Stored records
□ □ □

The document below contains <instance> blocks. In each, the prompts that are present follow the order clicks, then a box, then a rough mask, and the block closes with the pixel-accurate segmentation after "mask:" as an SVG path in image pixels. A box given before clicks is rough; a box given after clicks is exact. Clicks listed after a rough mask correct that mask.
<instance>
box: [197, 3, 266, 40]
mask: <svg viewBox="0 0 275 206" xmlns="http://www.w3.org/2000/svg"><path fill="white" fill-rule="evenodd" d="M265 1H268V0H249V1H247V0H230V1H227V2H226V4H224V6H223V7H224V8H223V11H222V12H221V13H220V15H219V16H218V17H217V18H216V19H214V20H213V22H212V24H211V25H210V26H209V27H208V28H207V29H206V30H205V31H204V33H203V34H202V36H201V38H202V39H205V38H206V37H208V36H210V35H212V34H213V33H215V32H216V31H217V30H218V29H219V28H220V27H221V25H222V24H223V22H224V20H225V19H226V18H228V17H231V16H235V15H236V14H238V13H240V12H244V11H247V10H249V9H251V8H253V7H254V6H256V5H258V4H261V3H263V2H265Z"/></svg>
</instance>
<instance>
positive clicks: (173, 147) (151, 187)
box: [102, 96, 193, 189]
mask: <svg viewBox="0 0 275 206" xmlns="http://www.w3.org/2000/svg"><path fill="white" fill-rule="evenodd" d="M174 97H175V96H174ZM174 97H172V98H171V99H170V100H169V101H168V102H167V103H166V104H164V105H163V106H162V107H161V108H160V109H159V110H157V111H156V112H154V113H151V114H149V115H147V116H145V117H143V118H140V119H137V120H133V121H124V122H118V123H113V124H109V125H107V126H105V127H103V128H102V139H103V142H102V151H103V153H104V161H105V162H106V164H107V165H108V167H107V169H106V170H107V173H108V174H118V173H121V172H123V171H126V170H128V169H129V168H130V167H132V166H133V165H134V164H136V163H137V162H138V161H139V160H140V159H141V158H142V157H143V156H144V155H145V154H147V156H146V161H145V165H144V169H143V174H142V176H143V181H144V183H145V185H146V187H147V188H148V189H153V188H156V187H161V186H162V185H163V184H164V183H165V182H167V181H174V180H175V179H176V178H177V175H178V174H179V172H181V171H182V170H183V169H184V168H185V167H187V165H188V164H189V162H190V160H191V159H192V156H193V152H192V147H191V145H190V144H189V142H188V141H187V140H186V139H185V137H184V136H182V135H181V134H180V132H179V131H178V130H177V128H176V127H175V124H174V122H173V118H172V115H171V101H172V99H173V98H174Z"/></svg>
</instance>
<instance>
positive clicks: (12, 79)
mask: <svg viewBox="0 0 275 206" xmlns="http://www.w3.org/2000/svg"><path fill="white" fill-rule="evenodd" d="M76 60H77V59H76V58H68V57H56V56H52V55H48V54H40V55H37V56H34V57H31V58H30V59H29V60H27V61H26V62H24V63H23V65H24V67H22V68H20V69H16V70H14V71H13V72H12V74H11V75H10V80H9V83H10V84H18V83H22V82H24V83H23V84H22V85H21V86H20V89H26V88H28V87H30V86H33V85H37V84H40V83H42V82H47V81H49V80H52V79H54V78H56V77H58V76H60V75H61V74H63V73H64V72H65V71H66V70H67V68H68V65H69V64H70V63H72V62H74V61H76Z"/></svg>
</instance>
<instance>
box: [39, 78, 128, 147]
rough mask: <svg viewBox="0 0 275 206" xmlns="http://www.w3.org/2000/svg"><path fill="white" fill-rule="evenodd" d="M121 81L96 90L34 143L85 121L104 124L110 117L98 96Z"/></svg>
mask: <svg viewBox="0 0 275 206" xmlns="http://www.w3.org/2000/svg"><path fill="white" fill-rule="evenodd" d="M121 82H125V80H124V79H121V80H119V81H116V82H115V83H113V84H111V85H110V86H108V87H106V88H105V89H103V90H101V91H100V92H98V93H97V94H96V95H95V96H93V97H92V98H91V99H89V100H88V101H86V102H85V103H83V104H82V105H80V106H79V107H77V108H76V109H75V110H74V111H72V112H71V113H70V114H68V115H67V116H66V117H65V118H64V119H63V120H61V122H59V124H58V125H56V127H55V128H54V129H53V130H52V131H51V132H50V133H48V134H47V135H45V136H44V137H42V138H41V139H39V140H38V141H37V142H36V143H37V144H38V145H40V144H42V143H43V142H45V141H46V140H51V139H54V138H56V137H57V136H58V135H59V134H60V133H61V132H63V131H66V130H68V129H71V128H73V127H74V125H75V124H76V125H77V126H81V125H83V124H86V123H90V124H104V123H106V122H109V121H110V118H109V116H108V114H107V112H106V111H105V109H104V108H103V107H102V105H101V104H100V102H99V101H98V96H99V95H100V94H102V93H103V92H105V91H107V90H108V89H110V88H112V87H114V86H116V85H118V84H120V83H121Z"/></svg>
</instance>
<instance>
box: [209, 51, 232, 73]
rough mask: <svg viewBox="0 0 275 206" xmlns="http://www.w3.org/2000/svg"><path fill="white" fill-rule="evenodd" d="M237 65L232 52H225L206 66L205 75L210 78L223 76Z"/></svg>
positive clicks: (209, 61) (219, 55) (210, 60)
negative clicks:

□ □ □

# TASK OBJECTIVE
A word-for-word copy of all the entries is required.

# TASK ANSWER
The document below contains <instance> blocks. In each, the prompts that are present follow the order clicks, then a box, then a rough mask, and the block closes with the pixel-accurate segmentation after "mask:" as an SVG path in image pixels. A box given before clicks is rough; a box given after clicks is exact. Clicks listed after a rough mask correct that mask.
<instance>
box: [197, 3, 266, 40]
mask: <svg viewBox="0 0 275 206" xmlns="http://www.w3.org/2000/svg"><path fill="white" fill-rule="evenodd" d="M265 1H268V0H249V1H247V0H230V1H227V2H226V4H224V6H223V7H224V8H223V11H222V12H221V13H220V15H219V16H218V17H217V18H216V19H214V20H213V22H212V24H211V25H210V26H209V27H208V28H207V29H206V30H205V31H204V33H203V34H202V36H201V38H202V39H205V38H206V37H208V36H210V35H212V34H213V33H215V32H216V31H217V30H218V29H219V28H220V27H221V25H222V24H223V22H224V20H225V19H226V18H228V17H231V16H235V15H236V14H238V13H240V12H244V11H247V10H249V9H251V8H253V7H254V6H256V5H258V4H261V3H263V2H265Z"/></svg>
</instance>
<instance>
positive clicks: (173, 147) (151, 187)
box: [102, 96, 193, 189]
mask: <svg viewBox="0 0 275 206" xmlns="http://www.w3.org/2000/svg"><path fill="white" fill-rule="evenodd" d="M174 97H175V96H174ZM174 97H172V98H171V99H170V100H169V101H168V102H167V103H166V104H164V105H163V106H162V107H161V108H160V109H159V110H157V111H156V112H154V113H151V114H149V115H147V116H145V117H143V118H140V119H137V120H133V121H124V122H118V123H113V124H109V125H107V126H105V127H103V128H102V139H103V142H102V151H103V153H104V161H105V162H106V164H107V165H108V167H107V169H106V170H107V173H108V174H118V173H121V172H123V171H126V170H128V169H129V168H130V167H132V166H133V165H134V164H136V163H137V162H138V161H139V160H140V159H141V158H142V157H143V156H144V155H145V154H147V156H146V161H145V165H144V169H143V174H142V176H143V181H144V183H145V185H146V187H147V188H148V189H153V188H156V187H161V186H162V185H163V184H164V183H165V182H167V181H174V180H175V179H176V178H177V175H178V174H179V172H181V171H182V170H183V169H184V168H185V167H187V165H188V164H189V162H190V160H191V159H192V156H193V152H192V147H191V145H190V144H189V142H188V141H187V140H186V139H185V137H184V136H182V135H181V134H180V132H179V131H178V130H177V128H176V127H175V124H174V122H173V118H172V115H171V101H172V99H173V98H174Z"/></svg>
</instance>
<instance>
positive clicks: (12, 79)
mask: <svg viewBox="0 0 275 206" xmlns="http://www.w3.org/2000/svg"><path fill="white" fill-rule="evenodd" d="M76 60H77V59H76V58H68V57H56V56H52V55H48V54H40V55H37V56H34V57H31V58H30V59H29V60H27V61H26V62H24V63H23V65H24V67H22V68H20V69H16V70H14V71H13V72H12V74H11V75H10V80H9V83H10V84H18V83H22V82H24V83H23V84H22V85H21V86H20V89H26V88H28V87H30V86H33V85H37V84H40V83H42V82H47V81H49V80H52V79H54V78H56V77H58V76H60V75H61V74H63V73H64V72H65V71H66V70H67V68H68V65H69V64H70V63H72V62H74V61H76Z"/></svg>
</instance>
<instance>
box: [39, 78, 128, 147]
rough mask: <svg viewBox="0 0 275 206" xmlns="http://www.w3.org/2000/svg"><path fill="white" fill-rule="evenodd" d="M121 81L96 90L34 143L85 121L104 124L110 117L98 96Z"/></svg>
mask: <svg viewBox="0 0 275 206" xmlns="http://www.w3.org/2000/svg"><path fill="white" fill-rule="evenodd" d="M121 82H125V80H124V79H121V80H119V81H116V82H115V83H113V84H111V85H110V86H108V87H106V88H105V89H103V90H101V91H100V92H98V93H97V94H96V95H95V96H93V97H92V98H91V99H89V100H88V101H86V102H85V103H83V104H82V105H80V106H79V107H77V108H76V109H75V110H74V111H72V112H71V113H70V114H68V115H67V116H66V117H65V118H64V119H63V120H61V122H59V124H58V125H56V127H55V128H54V129H53V130H52V131H51V132H50V133H48V134H47V135H45V136H44V137H42V138H41V139H39V140H38V141H37V142H36V143H37V144H38V145H40V144H42V143H43V142H45V141H46V140H51V139H54V138H56V137H57V136H58V135H59V134H60V133H61V132H63V131H66V130H68V129H71V128H73V127H74V125H75V124H76V125H77V126H81V125H83V124H86V123H90V124H104V123H106V122H109V121H110V118H109V116H108V114H107V112H106V111H105V109H104V108H103V107H102V105H101V104H100V102H99V101H98V96H99V95H100V94H102V93H103V92H105V91H107V90H108V89H110V88H112V87H114V86H116V85H118V84H120V83H121Z"/></svg>
</instance>
<instance>
box: [209, 51, 232, 73]
rough mask: <svg viewBox="0 0 275 206" xmlns="http://www.w3.org/2000/svg"><path fill="white" fill-rule="evenodd" d="M237 65L232 52H225L206 66L205 75L210 78L223 76Z"/></svg>
positive clicks: (209, 61) (219, 55) (210, 60)
negative clicks:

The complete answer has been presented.